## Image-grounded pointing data
== Segment start ==

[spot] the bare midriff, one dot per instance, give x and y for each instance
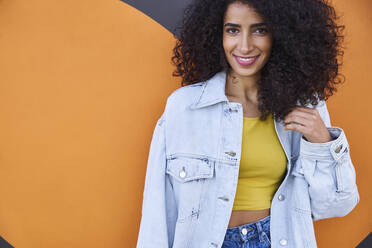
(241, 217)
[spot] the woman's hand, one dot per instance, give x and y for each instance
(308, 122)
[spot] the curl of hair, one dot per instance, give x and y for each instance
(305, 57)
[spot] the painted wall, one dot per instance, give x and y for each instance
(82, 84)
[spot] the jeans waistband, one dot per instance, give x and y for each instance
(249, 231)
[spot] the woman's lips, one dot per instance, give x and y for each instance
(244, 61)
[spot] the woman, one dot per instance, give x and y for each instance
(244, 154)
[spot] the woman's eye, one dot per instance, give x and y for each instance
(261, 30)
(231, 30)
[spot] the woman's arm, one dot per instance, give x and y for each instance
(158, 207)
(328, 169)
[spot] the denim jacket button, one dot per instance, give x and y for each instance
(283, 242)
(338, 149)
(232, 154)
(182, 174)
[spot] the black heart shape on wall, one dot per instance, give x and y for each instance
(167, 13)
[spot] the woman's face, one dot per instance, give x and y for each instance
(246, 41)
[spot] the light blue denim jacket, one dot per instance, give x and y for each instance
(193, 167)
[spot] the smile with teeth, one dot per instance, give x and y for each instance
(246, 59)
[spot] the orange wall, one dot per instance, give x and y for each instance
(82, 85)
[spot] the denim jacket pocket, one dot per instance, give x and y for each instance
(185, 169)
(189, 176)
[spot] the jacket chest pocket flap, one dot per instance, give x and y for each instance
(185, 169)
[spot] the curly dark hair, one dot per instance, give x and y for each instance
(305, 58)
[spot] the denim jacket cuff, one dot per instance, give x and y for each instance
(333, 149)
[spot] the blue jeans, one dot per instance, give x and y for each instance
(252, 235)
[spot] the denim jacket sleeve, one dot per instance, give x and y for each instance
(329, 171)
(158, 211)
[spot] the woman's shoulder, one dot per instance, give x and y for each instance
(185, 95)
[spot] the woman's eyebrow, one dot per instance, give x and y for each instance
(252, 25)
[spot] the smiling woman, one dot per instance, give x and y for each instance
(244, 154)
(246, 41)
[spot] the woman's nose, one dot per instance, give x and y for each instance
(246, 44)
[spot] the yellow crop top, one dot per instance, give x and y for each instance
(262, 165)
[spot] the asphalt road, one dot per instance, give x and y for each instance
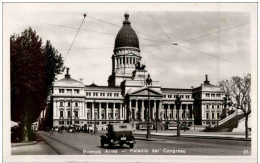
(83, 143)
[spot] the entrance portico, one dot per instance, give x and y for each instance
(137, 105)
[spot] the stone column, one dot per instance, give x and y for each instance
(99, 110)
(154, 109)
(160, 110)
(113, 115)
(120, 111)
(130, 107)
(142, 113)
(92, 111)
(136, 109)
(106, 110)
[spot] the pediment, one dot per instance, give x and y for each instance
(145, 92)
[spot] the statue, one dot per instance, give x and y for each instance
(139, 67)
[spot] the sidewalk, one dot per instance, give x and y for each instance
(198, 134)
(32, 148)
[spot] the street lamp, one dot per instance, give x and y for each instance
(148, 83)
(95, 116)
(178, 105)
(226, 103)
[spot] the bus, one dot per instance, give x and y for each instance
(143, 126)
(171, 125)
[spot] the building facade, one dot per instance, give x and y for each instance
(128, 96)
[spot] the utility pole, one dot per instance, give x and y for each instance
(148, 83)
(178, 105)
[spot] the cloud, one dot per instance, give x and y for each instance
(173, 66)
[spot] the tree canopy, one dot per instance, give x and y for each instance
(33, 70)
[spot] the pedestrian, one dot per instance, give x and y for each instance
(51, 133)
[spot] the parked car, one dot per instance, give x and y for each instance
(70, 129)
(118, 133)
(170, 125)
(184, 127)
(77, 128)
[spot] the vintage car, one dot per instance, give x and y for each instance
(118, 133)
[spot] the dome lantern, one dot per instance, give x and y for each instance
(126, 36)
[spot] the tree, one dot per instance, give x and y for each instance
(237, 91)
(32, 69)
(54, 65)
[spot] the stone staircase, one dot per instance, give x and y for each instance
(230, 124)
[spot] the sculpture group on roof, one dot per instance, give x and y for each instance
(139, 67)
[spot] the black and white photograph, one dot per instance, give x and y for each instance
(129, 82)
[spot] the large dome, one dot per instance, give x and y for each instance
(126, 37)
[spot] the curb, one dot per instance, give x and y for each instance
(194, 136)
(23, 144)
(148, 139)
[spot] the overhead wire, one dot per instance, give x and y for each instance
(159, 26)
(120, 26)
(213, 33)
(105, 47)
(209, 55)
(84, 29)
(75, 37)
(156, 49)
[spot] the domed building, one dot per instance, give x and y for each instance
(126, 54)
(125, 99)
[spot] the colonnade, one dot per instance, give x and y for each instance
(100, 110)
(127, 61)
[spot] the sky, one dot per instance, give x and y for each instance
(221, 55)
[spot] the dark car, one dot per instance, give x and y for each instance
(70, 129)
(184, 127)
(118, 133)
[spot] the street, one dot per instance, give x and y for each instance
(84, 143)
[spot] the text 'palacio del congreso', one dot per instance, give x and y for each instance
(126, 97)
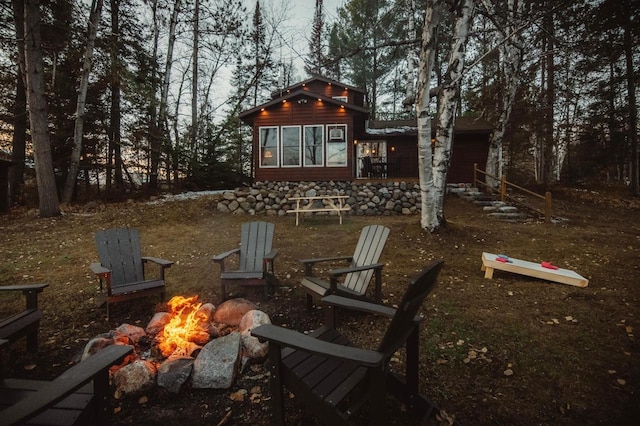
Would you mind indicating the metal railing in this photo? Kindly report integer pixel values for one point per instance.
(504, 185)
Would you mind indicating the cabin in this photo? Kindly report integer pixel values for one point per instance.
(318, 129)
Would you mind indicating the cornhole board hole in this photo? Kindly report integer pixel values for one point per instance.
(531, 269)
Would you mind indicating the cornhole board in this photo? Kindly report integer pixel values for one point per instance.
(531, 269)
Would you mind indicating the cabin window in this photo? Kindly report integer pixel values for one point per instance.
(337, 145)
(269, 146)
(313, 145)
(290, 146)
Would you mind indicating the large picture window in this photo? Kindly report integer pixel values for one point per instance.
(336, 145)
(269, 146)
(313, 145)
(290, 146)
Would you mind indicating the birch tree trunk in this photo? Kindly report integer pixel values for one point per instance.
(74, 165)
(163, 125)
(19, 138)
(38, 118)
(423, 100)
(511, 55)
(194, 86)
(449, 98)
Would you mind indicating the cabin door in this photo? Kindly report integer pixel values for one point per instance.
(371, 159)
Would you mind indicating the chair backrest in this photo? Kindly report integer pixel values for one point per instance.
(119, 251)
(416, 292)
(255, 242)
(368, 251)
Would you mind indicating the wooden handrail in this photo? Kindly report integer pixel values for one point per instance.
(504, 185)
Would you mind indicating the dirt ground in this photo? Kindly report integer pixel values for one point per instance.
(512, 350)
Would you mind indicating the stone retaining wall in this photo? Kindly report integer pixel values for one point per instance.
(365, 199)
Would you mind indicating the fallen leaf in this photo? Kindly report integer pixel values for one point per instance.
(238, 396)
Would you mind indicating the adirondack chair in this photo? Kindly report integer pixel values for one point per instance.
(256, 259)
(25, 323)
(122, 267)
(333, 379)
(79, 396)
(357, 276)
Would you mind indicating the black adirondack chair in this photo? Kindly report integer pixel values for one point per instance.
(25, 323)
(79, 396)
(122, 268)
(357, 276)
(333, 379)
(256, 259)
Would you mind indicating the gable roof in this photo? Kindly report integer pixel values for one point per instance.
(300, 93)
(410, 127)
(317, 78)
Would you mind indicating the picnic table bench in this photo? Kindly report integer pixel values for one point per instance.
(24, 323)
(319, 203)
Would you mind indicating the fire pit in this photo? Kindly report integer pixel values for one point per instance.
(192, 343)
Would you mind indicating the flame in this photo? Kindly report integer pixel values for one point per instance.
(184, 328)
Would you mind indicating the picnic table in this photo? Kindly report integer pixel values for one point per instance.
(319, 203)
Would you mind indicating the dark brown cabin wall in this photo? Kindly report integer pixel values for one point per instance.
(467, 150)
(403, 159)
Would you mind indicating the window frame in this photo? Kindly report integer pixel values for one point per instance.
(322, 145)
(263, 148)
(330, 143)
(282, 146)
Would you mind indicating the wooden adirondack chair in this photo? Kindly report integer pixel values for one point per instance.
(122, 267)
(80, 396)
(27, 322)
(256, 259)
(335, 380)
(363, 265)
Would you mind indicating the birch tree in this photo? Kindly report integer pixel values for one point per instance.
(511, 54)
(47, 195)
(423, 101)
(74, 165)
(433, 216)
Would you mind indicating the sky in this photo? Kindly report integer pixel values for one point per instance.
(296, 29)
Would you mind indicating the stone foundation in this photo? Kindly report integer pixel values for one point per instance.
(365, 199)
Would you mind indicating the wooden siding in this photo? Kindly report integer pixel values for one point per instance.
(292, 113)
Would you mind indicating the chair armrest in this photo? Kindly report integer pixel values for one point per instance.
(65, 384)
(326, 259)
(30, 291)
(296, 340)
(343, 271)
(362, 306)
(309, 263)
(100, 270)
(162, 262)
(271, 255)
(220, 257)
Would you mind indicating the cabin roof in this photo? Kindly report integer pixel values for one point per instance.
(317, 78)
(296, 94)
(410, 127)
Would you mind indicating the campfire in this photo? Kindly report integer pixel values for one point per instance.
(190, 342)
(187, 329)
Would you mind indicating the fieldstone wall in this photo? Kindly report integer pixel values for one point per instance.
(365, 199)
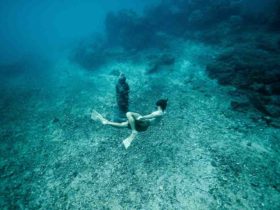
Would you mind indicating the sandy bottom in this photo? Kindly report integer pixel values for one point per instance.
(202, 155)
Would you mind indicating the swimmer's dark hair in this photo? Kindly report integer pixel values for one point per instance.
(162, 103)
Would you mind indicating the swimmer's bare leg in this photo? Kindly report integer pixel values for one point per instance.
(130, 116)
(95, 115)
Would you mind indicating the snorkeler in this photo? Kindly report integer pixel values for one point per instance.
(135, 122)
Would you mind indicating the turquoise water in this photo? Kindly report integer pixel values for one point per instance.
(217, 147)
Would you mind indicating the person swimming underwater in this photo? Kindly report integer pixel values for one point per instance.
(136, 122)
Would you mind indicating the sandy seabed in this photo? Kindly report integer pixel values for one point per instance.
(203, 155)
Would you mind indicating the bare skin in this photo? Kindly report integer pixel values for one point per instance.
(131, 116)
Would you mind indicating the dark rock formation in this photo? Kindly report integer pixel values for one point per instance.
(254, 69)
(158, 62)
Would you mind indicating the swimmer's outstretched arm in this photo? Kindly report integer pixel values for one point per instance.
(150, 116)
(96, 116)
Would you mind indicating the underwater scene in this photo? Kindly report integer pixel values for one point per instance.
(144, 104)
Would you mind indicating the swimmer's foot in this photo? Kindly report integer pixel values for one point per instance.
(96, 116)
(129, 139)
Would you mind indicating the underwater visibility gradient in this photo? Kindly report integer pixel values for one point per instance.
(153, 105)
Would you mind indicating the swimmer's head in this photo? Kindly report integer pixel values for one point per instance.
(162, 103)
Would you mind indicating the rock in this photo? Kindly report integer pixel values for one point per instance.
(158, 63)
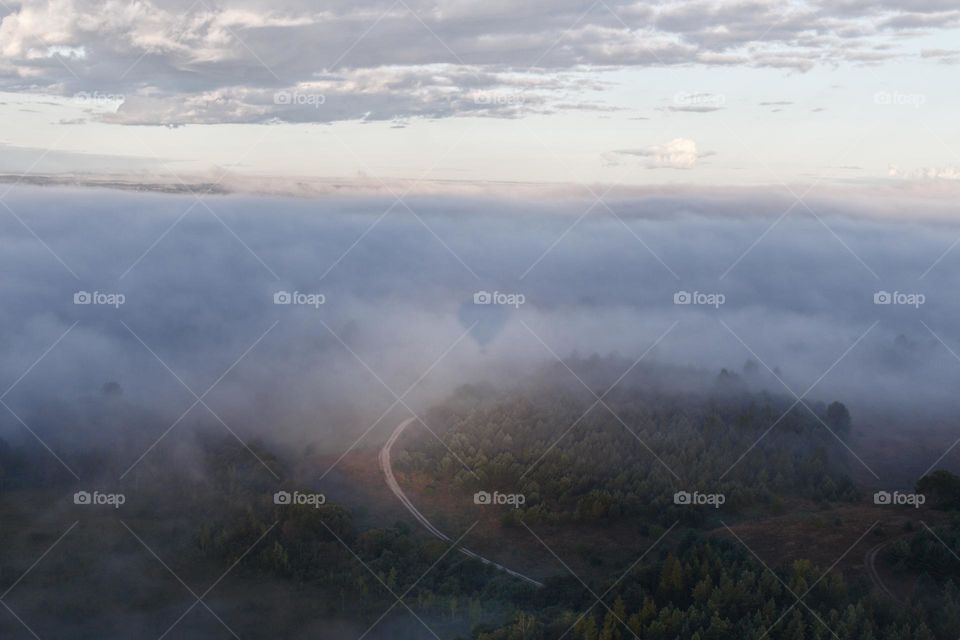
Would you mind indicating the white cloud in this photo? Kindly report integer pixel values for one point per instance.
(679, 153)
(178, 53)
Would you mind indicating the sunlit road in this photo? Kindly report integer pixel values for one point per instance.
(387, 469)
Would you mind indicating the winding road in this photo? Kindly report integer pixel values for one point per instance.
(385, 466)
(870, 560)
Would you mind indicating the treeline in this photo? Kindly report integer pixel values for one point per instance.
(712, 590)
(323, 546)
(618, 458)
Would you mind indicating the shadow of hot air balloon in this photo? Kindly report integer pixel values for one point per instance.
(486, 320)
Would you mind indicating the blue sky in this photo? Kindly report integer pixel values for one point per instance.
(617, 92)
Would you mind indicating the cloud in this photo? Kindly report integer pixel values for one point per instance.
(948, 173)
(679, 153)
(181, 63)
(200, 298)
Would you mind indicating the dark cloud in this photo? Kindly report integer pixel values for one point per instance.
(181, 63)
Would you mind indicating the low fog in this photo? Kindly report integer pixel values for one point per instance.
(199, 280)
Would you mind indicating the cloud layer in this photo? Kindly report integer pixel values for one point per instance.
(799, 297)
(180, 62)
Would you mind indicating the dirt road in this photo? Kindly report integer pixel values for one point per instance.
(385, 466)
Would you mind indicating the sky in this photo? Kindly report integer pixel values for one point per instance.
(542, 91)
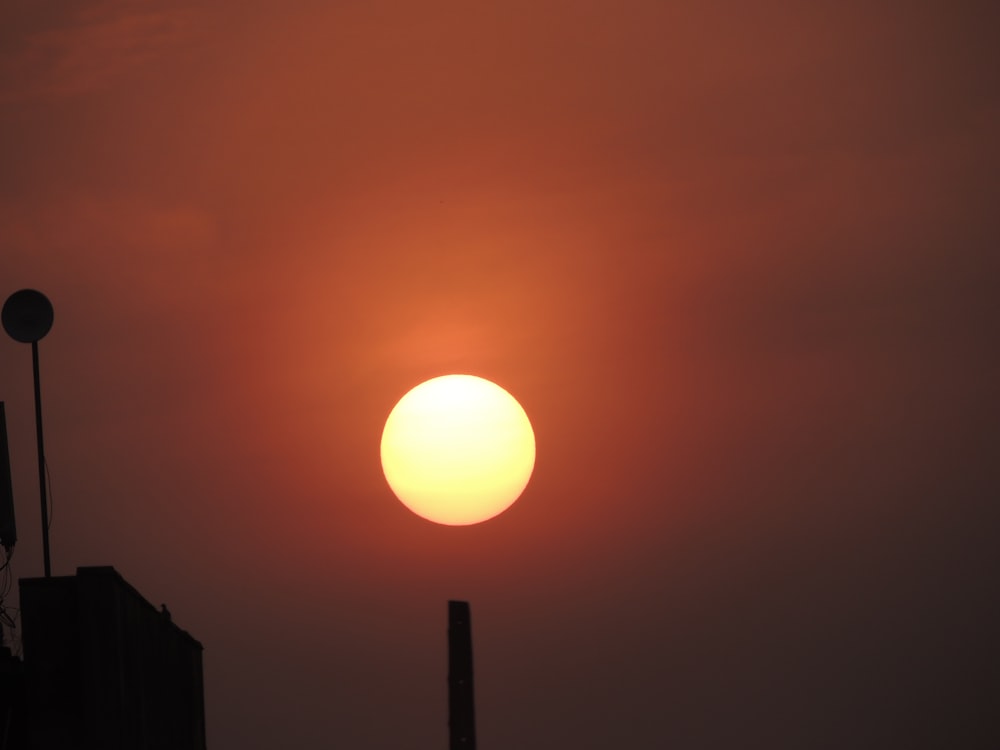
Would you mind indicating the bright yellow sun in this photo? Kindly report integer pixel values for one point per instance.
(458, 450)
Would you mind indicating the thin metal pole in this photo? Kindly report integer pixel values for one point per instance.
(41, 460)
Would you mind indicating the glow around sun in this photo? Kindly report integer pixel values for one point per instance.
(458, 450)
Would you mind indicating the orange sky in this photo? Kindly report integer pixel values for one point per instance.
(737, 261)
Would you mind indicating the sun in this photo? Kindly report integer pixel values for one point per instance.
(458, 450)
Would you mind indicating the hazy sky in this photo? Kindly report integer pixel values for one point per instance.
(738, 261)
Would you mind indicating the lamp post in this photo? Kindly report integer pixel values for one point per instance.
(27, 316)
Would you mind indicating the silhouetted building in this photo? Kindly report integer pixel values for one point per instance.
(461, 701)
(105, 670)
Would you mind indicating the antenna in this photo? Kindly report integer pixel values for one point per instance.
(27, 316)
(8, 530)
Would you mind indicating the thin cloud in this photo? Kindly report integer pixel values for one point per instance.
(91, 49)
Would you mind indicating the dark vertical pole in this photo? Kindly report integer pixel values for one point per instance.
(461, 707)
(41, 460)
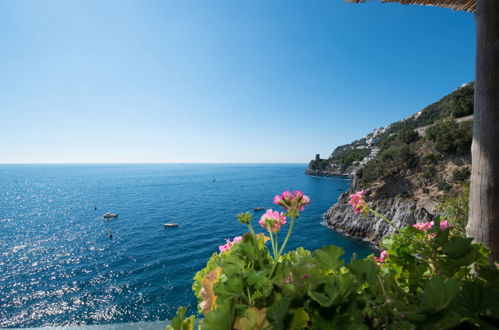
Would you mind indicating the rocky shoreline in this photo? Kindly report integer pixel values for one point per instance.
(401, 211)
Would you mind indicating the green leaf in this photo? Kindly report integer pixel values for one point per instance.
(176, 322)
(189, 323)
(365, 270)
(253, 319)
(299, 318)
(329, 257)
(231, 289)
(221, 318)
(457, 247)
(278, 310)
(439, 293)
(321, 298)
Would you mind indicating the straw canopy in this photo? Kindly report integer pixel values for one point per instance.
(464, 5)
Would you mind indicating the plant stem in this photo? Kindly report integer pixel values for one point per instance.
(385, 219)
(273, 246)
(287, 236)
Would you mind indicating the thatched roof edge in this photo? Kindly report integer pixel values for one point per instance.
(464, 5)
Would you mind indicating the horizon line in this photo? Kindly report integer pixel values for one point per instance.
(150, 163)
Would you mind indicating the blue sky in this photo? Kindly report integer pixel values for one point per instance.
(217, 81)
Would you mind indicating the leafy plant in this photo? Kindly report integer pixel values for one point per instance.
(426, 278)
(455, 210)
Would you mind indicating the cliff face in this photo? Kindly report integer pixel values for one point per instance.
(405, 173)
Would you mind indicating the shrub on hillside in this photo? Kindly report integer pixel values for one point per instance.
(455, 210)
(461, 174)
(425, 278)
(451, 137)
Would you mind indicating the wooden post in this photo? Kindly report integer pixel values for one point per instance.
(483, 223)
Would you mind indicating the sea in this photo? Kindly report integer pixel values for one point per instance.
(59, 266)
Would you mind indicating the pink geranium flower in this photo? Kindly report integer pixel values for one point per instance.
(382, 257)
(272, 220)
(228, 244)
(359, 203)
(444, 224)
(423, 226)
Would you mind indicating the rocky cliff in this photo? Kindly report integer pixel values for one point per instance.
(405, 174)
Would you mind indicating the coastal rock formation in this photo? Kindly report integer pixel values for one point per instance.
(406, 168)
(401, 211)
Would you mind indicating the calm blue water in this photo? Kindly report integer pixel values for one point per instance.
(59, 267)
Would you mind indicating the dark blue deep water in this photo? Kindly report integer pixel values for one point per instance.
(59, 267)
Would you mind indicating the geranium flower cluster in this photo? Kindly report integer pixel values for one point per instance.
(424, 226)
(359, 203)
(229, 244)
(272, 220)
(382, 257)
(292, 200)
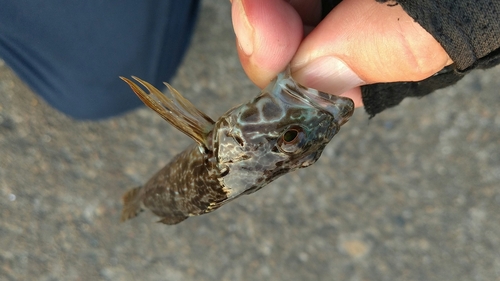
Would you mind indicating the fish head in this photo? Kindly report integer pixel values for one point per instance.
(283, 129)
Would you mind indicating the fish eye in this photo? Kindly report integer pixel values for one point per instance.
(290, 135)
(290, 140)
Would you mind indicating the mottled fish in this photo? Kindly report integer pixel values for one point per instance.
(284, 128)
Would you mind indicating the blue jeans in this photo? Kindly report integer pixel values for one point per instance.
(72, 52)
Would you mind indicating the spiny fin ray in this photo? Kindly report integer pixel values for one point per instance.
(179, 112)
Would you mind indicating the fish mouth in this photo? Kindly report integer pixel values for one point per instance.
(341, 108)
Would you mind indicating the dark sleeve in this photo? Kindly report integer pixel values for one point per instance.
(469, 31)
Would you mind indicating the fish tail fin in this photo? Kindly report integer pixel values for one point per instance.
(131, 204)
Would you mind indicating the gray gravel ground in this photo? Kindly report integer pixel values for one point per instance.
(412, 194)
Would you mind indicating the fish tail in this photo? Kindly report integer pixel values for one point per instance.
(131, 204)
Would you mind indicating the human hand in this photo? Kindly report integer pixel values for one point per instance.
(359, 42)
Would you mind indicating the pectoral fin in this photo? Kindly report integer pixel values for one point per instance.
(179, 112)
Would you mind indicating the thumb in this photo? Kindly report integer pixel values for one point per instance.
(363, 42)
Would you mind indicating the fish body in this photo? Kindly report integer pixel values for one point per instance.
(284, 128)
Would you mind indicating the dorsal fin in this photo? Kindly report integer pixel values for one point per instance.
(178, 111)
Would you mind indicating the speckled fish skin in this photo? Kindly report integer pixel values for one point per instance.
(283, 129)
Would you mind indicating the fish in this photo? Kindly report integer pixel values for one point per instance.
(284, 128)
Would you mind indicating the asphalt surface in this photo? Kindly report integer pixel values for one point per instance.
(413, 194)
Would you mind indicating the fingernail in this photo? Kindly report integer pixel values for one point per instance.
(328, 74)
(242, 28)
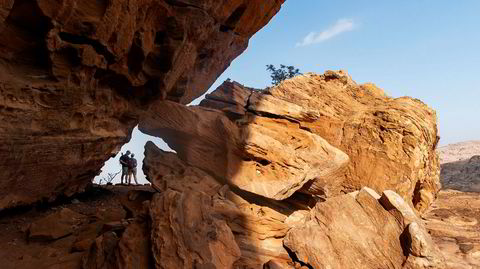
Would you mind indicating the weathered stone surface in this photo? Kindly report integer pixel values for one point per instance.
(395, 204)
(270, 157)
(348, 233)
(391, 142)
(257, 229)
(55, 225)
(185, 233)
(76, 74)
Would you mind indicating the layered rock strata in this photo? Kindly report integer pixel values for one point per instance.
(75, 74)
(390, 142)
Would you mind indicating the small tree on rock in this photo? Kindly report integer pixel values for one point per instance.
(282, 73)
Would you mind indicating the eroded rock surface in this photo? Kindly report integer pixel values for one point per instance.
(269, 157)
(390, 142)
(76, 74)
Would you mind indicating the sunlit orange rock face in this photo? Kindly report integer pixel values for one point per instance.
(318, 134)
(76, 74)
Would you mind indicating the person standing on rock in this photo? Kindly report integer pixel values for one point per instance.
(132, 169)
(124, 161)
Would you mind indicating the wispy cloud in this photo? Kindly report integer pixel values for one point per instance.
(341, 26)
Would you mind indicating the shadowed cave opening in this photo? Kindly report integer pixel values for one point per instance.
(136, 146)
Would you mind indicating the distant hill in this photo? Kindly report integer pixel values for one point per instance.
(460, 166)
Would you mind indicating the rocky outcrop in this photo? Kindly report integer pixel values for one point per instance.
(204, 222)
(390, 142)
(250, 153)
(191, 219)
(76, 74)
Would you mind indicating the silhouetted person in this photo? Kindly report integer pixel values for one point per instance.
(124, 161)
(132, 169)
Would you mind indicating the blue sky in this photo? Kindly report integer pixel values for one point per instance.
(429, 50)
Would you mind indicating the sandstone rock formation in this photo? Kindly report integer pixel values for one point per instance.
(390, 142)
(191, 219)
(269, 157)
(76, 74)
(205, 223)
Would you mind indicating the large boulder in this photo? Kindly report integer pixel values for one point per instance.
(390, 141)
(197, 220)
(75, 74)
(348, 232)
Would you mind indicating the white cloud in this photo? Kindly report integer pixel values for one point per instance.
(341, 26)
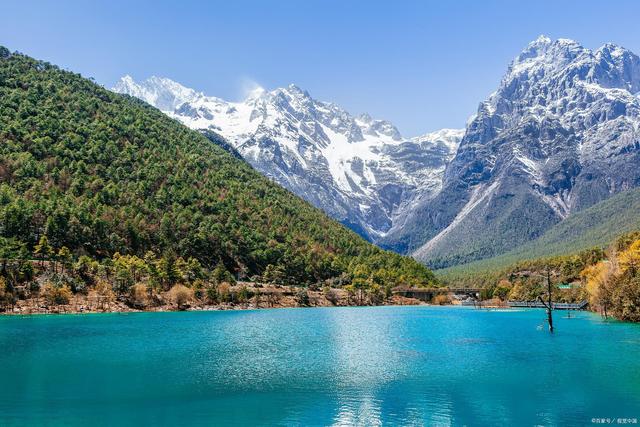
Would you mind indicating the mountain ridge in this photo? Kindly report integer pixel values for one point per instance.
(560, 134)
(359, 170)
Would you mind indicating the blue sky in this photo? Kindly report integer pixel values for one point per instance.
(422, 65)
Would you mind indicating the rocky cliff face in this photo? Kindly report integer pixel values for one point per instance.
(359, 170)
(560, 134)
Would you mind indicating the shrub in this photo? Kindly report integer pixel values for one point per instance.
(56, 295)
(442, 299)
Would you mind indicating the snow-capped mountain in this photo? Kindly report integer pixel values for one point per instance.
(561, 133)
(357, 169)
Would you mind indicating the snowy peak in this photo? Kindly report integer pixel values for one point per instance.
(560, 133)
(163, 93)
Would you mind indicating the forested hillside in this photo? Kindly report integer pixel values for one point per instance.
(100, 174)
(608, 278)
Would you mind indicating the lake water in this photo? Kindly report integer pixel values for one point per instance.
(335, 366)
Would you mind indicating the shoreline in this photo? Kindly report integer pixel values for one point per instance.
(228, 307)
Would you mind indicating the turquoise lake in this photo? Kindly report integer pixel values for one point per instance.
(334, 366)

== Segment end ==

## Directions
The answer should hold the lines from the one containing "Would you mind indicating the snow-capped" through the end of the entries above, set down exactly, with both ends included.

## Result below
Would you mind indicating the snow-capped mountain in this photo? Kindly report integer pixel values for one point per instance.
(561, 133)
(357, 169)
Would you mind indicating the snowy peak in this photo? Kindly report integer pixel values for one point per instance.
(560, 133)
(163, 93)
Would you mind indicating the forested hillside in this photo? Kindly report integer pixel values for one point per instance.
(100, 174)
(608, 278)
Would you mind indicating the lake water in this photo? Kindly report integer pixel values for one point per instance.
(335, 366)
Would you mind indicating the shoreline in this photo? Kindly report integer pixel values for one point per instance.
(228, 307)
Would you mind indicating the turquoise lake in this photo? Kindly report integer pixel values for one point per instance.
(334, 366)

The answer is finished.